● DATASET RECORDS:
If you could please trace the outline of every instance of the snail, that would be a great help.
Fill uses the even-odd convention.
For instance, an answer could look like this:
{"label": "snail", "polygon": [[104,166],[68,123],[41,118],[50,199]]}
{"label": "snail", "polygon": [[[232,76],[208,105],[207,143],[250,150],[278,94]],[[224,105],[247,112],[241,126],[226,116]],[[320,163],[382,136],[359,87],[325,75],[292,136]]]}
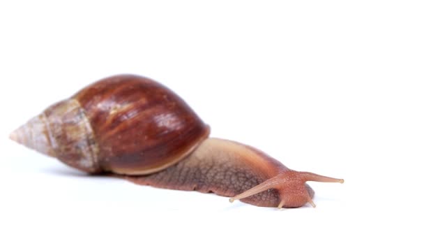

● PROMPT: Update the records above by changing "outline" to "boundary" and keeping everything else the same. Leave the pictures out of your answer.

● ANSWER FOR THIS EXERCISE:
If you could please trace the boundary of every instance of the snail, that would be a great help.
Fill uses the even-odd convention.
For instance, an answer could look like this:
{"label": "snail", "polygon": [[104,166],[68,123],[41,118],[50,199]]}
{"label": "snail", "polygon": [[[232,76],[208,105],[207,143],[250,150],[278,94]],[[224,105],[247,112],[241,126],[226,116]],[[320,163],[382,136],[359,87],[325,75],[292,136]]]}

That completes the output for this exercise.